→ Instructions for the task
Continue the news report below on Xi Jinping's planned state visit to Russia, picking up after its final sentence.

→ Quoted passage
◆ ◆ ◆
In the interim, the two presidents spoke at least twice on the phone this year, according to publicly available records. They included one call on February 25, the day after the Ukraine war began, and another on June 15.

Xi Jinping To Make Russia State Visit—Envoy
Left to right: President Vladimir Putin of Russia, President Xi Jinping of China and President Shavkat Mirziyoyev of Uzbekistan attend the Shanghai Cooperation Organization leaders' summit on September 16, 2022, in Samarkand. Moscow's top diplomat in Beijing said Putin was likely to host Xi in Russia for a state visit in spring 2023. SERGEI BOBYLYOV/SPUTNIK/AFP via Getty Images

Historical mistrust between the two governments during the Cold War notwithstanding, China now quickly moves to quash any suggestion that Beijing and Moscow don't see eye to eye.

Just last week, after President Joe Biden said Xi and his officials were "keeping their distance" from the Kremlin because of the latter's ongoing offensive in Ukraine, Chinese Foreign Ministry spokesperson Zhao Lijian said relations with Russia were "rock solid."

Morgulov, the Russian envoy, said the CCP's decision to reelect Xi as its leader would "further strengthen sociopolitical stability in China," according to Russia's Tass news agency.

"Accordingly, China's stability and prosperity are very important to us. They open up new opportunities for Russian-Chinese relations," he reportedly said.
◆ ◆ ◆
→ Recorded data
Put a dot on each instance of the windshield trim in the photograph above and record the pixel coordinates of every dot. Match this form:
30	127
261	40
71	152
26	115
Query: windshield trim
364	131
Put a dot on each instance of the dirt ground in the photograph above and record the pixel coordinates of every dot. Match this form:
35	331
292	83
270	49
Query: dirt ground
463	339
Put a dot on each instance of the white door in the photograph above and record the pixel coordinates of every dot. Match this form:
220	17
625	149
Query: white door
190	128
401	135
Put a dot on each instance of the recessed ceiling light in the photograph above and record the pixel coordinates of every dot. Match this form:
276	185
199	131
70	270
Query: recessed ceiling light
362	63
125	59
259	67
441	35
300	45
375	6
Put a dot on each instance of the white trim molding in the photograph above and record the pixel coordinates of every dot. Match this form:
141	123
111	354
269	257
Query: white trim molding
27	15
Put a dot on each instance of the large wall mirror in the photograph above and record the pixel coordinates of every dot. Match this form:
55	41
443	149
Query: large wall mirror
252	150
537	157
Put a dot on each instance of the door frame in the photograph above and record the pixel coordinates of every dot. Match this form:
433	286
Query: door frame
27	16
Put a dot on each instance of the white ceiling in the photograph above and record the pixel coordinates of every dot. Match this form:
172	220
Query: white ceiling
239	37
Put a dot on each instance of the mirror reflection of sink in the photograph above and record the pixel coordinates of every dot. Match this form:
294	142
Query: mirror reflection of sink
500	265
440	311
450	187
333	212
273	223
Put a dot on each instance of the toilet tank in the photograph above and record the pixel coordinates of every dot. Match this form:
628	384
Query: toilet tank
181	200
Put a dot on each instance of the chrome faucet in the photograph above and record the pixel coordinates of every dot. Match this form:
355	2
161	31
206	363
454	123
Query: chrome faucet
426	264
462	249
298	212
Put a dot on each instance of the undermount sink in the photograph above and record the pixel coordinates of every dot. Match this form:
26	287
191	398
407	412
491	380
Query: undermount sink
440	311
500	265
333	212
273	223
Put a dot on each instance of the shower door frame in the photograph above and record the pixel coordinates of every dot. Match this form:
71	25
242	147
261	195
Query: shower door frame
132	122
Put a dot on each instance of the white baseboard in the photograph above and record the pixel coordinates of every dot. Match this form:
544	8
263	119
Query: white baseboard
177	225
◆ ◆ ◆
→ Task answer
"Secondly, we see eye to eye with China on the key problems of our time," Morgulov was quoted as saying, arguing that Moscow and Beijing both seek a world free from "rules written by nobody knows whom or on what basis."

Newsweek has contacted the Chinese Foreign Ministry.

Desperate Times

China and its state-owned enterprises are abiding by U.S. and Western sanctions on Russia out of an abundance of caution, wary of secondary measures that might hit the Chinese economy. But Beijing has dismissed suggestions that it should do more than it needs to.

In the eight months since the war began, Russia's economic isolation from the West—the exodus of global brands and Europe's winding down of Russian energy imports—has increased its reliance on neighboring China, according to the Germany-based Kiel Institute for the World Economy.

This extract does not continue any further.